_What to work on:_ Reproduce all of the material below verbatim, leaving out the pictures.

_Information provided:_
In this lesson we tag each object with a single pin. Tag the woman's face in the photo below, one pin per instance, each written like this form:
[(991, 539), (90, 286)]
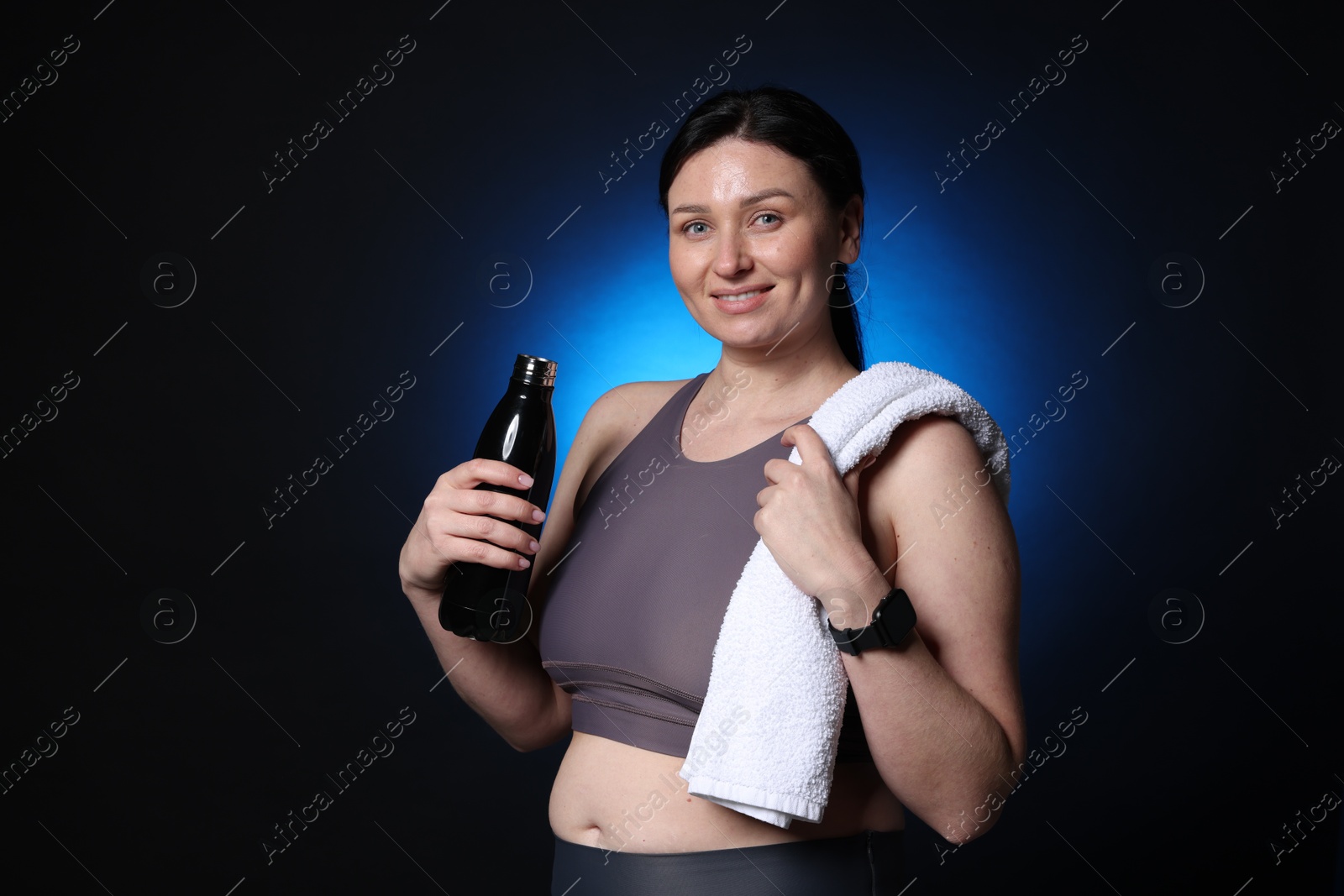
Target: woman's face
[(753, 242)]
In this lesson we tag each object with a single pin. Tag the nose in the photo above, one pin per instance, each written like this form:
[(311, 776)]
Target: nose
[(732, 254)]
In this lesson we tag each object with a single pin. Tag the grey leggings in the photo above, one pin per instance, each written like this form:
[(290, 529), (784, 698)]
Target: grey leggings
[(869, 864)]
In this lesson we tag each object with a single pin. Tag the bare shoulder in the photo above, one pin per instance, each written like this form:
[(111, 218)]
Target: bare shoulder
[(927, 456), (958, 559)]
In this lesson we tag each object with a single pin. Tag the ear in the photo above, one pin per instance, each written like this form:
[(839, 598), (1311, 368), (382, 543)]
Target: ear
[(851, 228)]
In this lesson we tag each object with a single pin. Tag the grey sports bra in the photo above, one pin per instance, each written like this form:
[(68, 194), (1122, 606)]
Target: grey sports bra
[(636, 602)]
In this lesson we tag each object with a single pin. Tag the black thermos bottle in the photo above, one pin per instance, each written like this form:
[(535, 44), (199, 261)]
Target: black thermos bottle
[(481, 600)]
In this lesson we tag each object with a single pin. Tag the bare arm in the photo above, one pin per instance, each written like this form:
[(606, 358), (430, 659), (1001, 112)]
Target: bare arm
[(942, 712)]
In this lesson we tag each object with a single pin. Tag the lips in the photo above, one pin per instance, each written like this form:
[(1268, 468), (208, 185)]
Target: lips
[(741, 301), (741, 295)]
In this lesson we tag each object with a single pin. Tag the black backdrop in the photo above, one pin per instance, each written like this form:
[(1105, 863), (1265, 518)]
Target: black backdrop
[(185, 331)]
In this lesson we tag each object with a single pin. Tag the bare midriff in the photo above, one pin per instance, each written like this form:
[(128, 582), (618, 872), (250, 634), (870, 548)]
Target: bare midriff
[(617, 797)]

_Task response:_
In this lesson we tag each object with a single pin. Tag the woman's face in the photo below, one pin per instance, each written like this form:
[(991, 539), (90, 286)]
Target: woman's face
[(753, 242)]
In this lesson we tag each object with a single pin. Tag the nose in the photo above, one pin per instance, each written like this form:
[(311, 776)]
Target: nose
[(732, 254)]
In this lesson we tag each object with a single pin. Tag the grey leggings in the photo above, one pin per instance, each written like this form:
[(290, 529), (784, 698)]
Target: grey leggings
[(869, 864)]
In this lesson we tag each object with a single pin. Tag the bare shoulder in the photo above, one pin per instance, each written like this form:
[(111, 218)]
Target: bare shoulder
[(927, 456), (958, 559)]
In this lesson we tag each object with a single pin. Tag the ear in the photo above, one pin per instance, each written like this form:
[(839, 598), (1311, 368), (382, 543)]
Target: ear
[(851, 228)]
In this lesson we tag each object with a single pin. Tag the grey sports bra in the photo above, one pin per instance, each written like this form:
[(68, 194), (1122, 606)]
Target: grey sports bra
[(636, 602)]
In this lesson we tag each object with a single pin. Tag the black thermos bottle in the photo above, one pin per instance, each written like this form:
[(535, 44), (199, 261)]
Target: black thermos bottle
[(481, 600)]
In this lesson we tag each object with a single pin. Tag the bare arm in the photo above, one pin per instance, each written like this form:
[(606, 358), (430, 659), (1001, 112)]
Target: bare arm
[(942, 712)]
In this lesson we tag each object with a single pin. Tag the lips in the photo above, one pin per instance, each written like this form:
[(1268, 468), (208, 185)]
Target: lips
[(741, 301), (741, 295)]
In this lesson we tag each object with a single pin. Tag the black backdrop in the photo above, one pin per instance, each written like this form:
[(1105, 863), (1265, 518)]
Target: black backdrop
[(185, 331)]
In this lesson we tag each object with a single pin. Tag the bare midriff in the photo above, one pin per instance, each written like this form:
[(128, 582), (618, 872), (250, 634), (870, 548)]
Target: bare midriff
[(617, 797)]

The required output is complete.